■ PROBLEM
Without changing anything, set down every line shown below.
━━━━━ RECORDS
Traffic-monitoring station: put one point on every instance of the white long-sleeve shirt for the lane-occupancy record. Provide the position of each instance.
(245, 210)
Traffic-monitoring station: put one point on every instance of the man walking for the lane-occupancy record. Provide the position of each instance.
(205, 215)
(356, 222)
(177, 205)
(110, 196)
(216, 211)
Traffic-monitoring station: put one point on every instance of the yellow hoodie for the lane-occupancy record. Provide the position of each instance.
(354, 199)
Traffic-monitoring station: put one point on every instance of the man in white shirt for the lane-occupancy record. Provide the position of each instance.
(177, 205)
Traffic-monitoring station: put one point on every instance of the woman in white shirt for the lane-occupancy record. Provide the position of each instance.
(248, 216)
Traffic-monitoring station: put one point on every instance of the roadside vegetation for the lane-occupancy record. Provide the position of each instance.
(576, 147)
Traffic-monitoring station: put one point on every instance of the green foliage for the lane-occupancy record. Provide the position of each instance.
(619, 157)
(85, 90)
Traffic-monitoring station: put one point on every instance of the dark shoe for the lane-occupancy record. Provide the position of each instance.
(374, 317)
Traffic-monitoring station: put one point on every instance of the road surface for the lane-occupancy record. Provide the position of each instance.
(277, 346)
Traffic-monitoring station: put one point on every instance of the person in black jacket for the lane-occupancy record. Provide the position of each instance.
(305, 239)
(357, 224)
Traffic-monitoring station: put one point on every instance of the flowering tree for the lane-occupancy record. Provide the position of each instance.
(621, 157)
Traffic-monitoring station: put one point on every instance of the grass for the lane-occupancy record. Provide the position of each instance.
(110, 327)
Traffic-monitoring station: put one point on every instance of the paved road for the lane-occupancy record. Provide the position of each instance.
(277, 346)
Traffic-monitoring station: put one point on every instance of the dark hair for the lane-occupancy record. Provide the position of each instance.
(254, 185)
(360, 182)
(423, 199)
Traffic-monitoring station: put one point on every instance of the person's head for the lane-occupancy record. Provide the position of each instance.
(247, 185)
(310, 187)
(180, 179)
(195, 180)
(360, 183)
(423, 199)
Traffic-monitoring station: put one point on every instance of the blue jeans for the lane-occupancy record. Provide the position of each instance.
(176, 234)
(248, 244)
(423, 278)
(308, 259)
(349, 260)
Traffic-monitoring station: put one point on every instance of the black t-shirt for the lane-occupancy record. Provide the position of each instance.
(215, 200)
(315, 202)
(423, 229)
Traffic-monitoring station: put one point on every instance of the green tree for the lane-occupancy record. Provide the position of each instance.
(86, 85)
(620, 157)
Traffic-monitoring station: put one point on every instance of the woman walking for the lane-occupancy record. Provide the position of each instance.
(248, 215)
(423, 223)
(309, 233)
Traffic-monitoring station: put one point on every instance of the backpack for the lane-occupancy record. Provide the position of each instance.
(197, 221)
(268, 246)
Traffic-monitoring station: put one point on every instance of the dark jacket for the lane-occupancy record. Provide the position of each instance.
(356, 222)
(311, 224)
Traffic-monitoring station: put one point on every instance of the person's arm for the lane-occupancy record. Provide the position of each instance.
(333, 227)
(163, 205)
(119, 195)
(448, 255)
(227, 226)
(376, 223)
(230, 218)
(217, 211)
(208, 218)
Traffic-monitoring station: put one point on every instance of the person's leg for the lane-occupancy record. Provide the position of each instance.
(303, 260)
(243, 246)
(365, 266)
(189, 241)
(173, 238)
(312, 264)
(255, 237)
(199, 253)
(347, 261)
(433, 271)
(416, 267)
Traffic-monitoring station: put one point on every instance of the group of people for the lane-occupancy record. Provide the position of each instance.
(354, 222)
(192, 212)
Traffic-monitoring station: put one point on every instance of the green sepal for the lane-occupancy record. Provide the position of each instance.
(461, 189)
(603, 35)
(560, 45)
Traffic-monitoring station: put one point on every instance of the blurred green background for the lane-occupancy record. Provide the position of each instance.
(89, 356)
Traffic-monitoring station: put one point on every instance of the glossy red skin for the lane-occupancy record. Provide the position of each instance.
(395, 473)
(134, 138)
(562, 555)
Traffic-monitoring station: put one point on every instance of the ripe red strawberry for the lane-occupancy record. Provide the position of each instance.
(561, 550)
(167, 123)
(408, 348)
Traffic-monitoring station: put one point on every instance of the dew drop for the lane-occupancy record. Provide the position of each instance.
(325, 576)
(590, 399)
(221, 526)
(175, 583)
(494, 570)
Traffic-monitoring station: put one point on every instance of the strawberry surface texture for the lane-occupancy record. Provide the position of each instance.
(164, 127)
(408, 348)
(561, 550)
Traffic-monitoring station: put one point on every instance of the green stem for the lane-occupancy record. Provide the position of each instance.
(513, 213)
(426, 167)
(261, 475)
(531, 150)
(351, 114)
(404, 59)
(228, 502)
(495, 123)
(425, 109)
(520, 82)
━━━━━━━━━━
■ EXERCISE ANSWER
Traffic-monitoring station: put one point on every instance of the white long-sleeve shirt for the lane-occupancy record. Provide the position of each instance.
(245, 210)
Traffic-monitoring station: put one point on every instance of the man walking for the lane-occupancy record. Provide the position of each instance.
(205, 215)
(356, 222)
(177, 205)
(110, 196)
(216, 211)
Traffic-monitoring station: put one point on every instance of the yellow hoodie for the lane-occupancy record. Provide the position of each instance.
(354, 199)
Traffic-monitoring station: put one point on every instance of the man in white shirt for the lane-occupancy record. Provide the position of each instance.
(177, 205)
Traffic-monitoring station: put one point on every instance of the woman in white shirt for the lane-occupancy record. Provide the position of each instance.
(248, 216)
Traffic-monitoring station: put one point on every instance of the roadside vegetation for the lane-occupancy record. Provide the position of each instance.
(576, 147)
Traffic-monitoring station: put one point on every instance of the green foliage for the lane-occupancy record. Provide the position of each instance.
(619, 157)
(85, 90)
Traffic-monitoring station: put one point on every instance of the dark shoe for the lane-occupancy record. Provide the position of each instance.
(374, 317)
Traffic-monitoring station: put one point on every instance of the road surface for the lane-occupancy record. Provide the position of each instance.
(277, 346)
Traffic-monitoring station: put one point on every instance of the person in black jacket for the lane-occupancy record. Provide the position of each instance.
(305, 239)
(357, 224)
Traffic-monitoring station: put one point on every instance of the flowering tree for the lane-occupancy record. Provide the position of each instance.
(621, 157)
Traffic-monitoring station: put one point on every instance of the grass for the lane-occupancy record. Provide the position of each instance.
(110, 327)
Traffic-monitoring station: put one point on every instance of the paved road for the lane-occupancy record. Provide the position of each instance.
(277, 346)
Traffic-monitoring station: put one point on every instance of the dark hair for the lane-occupancy record. Provide the position of each instance.
(254, 185)
(360, 182)
(423, 199)
Traffic-monitoring station: put one point on every instance of the person's head for the lane-occupancy record. Provide the position of each instance.
(247, 185)
(310, 187)
(180, 179)
(195, 180)
(360, 183)
(423, 199)
Traffic-monitoring station: put one point on every instance of the blue jeans for the lane-occupancy record. Provide the position of each instance.
(176, 234)
(248, 244)
(423, 278)
(308, 259)
(349, 260)
Traffic-monitoring station: put one point on every instance of the black t-shirt for the lane-occupancy record. Provide the position of each instance.
(215, 200)
(315, 202)
(423, 229)
Traffic-monitoring station: put one point on every instance of the green tree for the lane-occupancy record. Provide the position of each instance.
(86, 85)
(620, 157)
Traffic-monitoring station: put one point on every instance of the woman walking for the lane-occupancy record. Provide the position of each instance.
(248, 215)
(423, 223)
(309, 233)
Traffic-monitoring station: put one point on every instance of the backpack for the lane-occupancy record. Provide the position of each instance.
(197, 221)
(268, 246)
Traffic-monitoring station: put one point on every instance of the dark jacket for the lane-occupancy record. Provide the position of each instance.
(356, 222)
(311, 224)
Traffic-monitoring station: put one point on every instance of the person's arm for the lane-occupancy record. Provide the position of each instance.
(333, 227)
(163, 205)
(119, 195)
(448, 255)
(227, 226)
(376, 223)
(230, 218)
(217, 211)
(208, 218)
Traffic-monitoring station: put one point on every instance of the person's leg for the lane-occupancy record. Provide the position of each instance.
(303, 260)
(243, 246)
(365, 266)
(189, 241)
(173, 238)
(312, 264)
(255, 237)
(199, 253)
(347, 261)
(433, 271)
(416, 267)
Traffic-monitoring station: put one point on every instance of the group of people for the lane-occupancy record. Provide the position of each instance.
(354, 222)
(192, 212)
Traffic-monitoring station: put one point on every instance of the green sepal for the lane-occupancy record. Provide the position of each instance.
(461, 189)
(603, 35)
(560, 45)
Traffic-monitoring station: put one point on every instance of the blurred green background for the lane-occupancy record. Provide the position of each instance.
(89, 356)
Traffic-monitoring station: put one point on every instance of the glossy red skin for the lane-occupancy record. Provide the position of each instance.
(395, 473)
(134, 138)
(562, 555)
Traffic-monitoring station: put one point on every instance of the ripe red strawberry for the lane-occupancy record. Provide the position of each instance.
(561, 550)
(167, 123)
(408, 348)
Traffic-monitoring station: put one point on every instance of the dew drop for the lane-occupancy record. Provide the position of each instance.
(325, 576)
(590, 399)
(221, 526)
(175, 583)
(494, 570)
Traffic-monitoring station: put one point on every instance of the strawberry surface texture for the lane-occupancy record. Provide the position of each instance.
(164, 127)
(408, 348)
(561, 550)
Traffic-monitoring station: put one point on every instance of the green stem for the lane-occupancy record. Provide the position of each instance.
(513, 213)
(426, 167)
(261, 475)
(531, 150)
(351, 114)
(404, 59)
(228, 502)
(495, 123)
(425, 109)
(520, 82)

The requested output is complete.